→ **Objective**
Set out the material as a numbered list, leaving out blank lines, from its first line through the line holding "320,102 -> 356,142", inclusive.
Begin Data in this exercise
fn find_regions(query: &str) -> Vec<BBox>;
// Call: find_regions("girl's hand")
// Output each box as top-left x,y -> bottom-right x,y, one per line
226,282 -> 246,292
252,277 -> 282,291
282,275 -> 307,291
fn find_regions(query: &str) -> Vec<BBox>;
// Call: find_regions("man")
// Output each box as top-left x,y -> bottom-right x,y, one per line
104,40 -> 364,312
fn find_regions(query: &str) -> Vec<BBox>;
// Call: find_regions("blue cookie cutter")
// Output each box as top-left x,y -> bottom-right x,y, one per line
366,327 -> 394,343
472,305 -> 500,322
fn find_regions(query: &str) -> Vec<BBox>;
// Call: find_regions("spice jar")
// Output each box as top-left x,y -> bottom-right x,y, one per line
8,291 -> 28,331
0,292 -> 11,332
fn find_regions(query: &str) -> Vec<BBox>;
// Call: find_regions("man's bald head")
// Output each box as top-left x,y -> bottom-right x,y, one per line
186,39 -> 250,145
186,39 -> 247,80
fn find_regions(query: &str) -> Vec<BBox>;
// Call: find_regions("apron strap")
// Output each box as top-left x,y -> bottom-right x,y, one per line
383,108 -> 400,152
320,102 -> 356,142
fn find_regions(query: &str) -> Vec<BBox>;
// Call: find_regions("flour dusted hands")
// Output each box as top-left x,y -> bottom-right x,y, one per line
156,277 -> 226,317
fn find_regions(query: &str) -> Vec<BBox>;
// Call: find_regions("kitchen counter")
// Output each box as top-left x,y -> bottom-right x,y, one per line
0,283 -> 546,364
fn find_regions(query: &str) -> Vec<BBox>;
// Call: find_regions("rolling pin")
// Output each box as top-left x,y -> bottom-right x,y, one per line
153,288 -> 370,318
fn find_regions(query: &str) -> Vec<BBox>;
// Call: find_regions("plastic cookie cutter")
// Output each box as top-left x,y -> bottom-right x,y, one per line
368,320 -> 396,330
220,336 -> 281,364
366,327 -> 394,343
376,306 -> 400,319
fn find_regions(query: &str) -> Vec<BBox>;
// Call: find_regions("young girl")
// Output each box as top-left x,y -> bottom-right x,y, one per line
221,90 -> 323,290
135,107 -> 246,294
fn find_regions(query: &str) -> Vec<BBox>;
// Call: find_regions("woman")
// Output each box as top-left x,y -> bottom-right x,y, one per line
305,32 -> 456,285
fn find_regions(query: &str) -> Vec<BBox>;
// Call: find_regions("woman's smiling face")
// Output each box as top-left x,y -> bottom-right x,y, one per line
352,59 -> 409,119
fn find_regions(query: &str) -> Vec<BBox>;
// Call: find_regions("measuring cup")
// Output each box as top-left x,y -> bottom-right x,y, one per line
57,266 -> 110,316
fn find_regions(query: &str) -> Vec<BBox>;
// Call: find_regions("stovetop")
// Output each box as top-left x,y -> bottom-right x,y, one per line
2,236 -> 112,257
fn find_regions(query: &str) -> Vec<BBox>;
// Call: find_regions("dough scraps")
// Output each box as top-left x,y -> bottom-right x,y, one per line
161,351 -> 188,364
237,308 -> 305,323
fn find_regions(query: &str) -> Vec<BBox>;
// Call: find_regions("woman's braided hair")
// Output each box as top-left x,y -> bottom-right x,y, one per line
End Data in this exercise
→ **The answer**
1. fn find_regions(query: &str) -> Vec<BBox>;
2. // Call: find_regions("girl's hand")
3. // Output each box as top-left x,y -> bottom-right x,y, one per line
4. 226,282 -> 246,292
5. 252,277 -> 282,291
6. 282,275 -> 307,291
7. fn find_regions(query: &str) -> Vec<BBox>;
8. // Call: find_regions("man")
9. // Output each box as top-left x,y -> bottom-right x,y, one per line
10. 104,40 -> 364,312
11. fn find_regions(query: &str) -> Vec<BBox>;
12. // Call: find_regions("blue cookie cutter")
13. // Output each box as top-left x,y -> bottom-right x,y, one per line
14. 366,327 -> 394,343
15. 472,305 -> 500,322
16. fn find_regions(query: &str) -> Vec<BBox>;
17. // Call: find_regions("spice jar")
18. // Output each box as top-left x,y -> bottom-right x,y, one per line
19. 8,291 -> 28,331
20. 0,292 -> 11,332
21. fn find_regions(query: &str) -> Vec<BBox>;
22. // Call: find_regions("man's bald head")
23. // Output each box as top-left x,y -> bottom-right x,y, one per line
24. 186,39 -> 250,145
25. 186,39 -> 247,80
26. fn find_regions(query: &str) -> Vec<BBox>;
27. // Call: find_regions("apron strap")
28. // Output each box as top-left x,y -> bottom-right x,y, one per line
29. 383,108 -> 400,152
30. 320,102 -> 356,142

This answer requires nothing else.